Nothing in the data may be changed; retype all of it.

Records excerpted from a collection:
+++
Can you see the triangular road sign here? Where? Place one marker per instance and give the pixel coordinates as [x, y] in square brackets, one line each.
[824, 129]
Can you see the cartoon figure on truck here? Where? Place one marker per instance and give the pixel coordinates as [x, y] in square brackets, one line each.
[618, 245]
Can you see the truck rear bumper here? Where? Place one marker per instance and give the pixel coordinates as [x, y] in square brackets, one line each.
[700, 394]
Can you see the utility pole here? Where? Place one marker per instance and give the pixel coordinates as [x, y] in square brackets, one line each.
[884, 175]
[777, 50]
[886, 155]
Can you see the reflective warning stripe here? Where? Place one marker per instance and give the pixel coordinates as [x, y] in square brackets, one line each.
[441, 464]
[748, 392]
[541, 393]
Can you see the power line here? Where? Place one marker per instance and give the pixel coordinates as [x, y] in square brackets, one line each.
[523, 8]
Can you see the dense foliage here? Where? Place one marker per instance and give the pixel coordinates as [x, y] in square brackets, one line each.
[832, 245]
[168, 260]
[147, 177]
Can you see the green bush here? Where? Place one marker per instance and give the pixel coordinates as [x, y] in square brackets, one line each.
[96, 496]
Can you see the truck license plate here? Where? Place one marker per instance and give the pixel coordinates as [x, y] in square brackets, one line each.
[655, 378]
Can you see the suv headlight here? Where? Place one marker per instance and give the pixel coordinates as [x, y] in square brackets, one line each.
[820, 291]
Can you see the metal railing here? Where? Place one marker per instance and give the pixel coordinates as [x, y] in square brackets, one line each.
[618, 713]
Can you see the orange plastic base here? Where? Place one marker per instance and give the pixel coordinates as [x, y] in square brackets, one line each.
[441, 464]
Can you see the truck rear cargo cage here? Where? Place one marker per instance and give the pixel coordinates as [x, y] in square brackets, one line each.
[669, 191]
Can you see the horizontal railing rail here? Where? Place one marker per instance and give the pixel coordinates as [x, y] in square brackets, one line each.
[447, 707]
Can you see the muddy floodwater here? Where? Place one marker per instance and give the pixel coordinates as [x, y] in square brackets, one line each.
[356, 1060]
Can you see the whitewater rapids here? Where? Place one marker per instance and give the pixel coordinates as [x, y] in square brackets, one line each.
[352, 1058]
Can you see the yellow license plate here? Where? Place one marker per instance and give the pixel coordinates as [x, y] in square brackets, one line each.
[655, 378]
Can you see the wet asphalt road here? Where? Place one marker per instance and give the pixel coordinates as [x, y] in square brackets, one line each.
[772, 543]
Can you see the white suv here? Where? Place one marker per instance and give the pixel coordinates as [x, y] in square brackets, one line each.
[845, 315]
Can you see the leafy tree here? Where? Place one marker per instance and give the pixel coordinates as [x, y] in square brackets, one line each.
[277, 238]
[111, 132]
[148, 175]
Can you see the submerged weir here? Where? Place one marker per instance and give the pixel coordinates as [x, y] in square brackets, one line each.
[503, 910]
+++
WRITTEN REPLY:
Can you see the triangular road sign here? Where? Place one marker per instance and give the pixel coordinates as [x, y] in square brackets, one line each.
[824, 129]
Can you see the cartoon figure on truck here? Where? Place one marker per instance and give the pixel coordinates as [x, y] in square brackets, one line each.
[618, 245]
Can you see the truck rear bumper here? Where? Place one marker per instance and give the pixel coordinates as [x, y] in square brackets, one line each.
[700, 394]
Can you see the utility pole here? Where? Place one marker per instance and give the pixel coordinates as [x, y] in square brackets, one line each.
[884, 175]
[777, 50]
[886, 155]
Can you see the reflective warning stripe here? Where? Place one marker per instance and give the pixel coordinates as [x, y] in square brackets, one line each.
[441, 464]
[748, 392]
[541, 393]
Can you see the power line here? Where? Place one marker per instance and give the pixel coordinates as [x, y] in square brackets, one line each.
[523, 8]
Can you see the dense foliage here? Where? Place one marker per instance and give the pixel coordinates as [x, y] in square brackets, one line each.
[832, 245]
[168, 260]
[147, 177]
Can you see the green bush here? Where? Place one marker per instance and give the pixel coordinates as [x, y] in square brackets, one line each.
[96, 496]
Can you see the truck license plate here? Where? Place one marker per instance and give the pixel coordinates as [x, y] in square brackets, one line each.
[655, 378]
Can you see the suv headlight here? Where? Place one marker per instance and give the pixel coordinates as [x, y] in square brackets, one line each.
[820, 291]
Can you see the metal railing here? Where? Place one marker per instance and give the pixel coordinates as [x, y] in square brackets, one line each.
[618, 713]
Can you see the orange plastic base here? Where? Place one marker per instance and give the pixel coordinates as [x, y] in square brackets, one line each.
[441, 464]
Can you see the truck rear cargo cage here? Where? Place one marker per instance and give the pixel coordinates as [x, y] in square brackets, one line each.
[669, 191]
Can you see the horizontal railing rail here? Where? Place one marker per instance and give the pixel coordinates as [x, y] in square brackets, one line each.
[447, 707]
Can you see the muddy floodwater here? Where? Place one marker per instance and give the pixel coordinates as [x, y] in square brackets, one line each.
[356, 1060]
Can you see the whitewater rapids here? Where? Place one marker per instance and give the pixel coordinates as [x, y] in square brackets, one line each.
[352, 1058]
Can you see the yellow license plate here? Where? Place one marker per instance and give the pixel coordinates as [x, y] in square brackets, one line each.
[655, 378]
Can you see the wet asphalt road here? Where? Place one marker per instance and give the pixel coordinates as [x, y] in square brackets, one line each.
[772, 543]
Can you see the white suv here? Where? Place one marker per instance and give the pixel coordinates as [x, y] in square brackets, one line each.
[845, 315]
Can you see the leafy tree here? Where? Place one marker per instance and give the pixel coordinates as [x, y] in square brackets, one line each.
[277, 238]
[111, 132]
[148, 175]
Can you see the submerged weir here? Where? Place one marker per instance and give the pixel coordinates as [x, y] in square brackets, one line each.
[503, 910]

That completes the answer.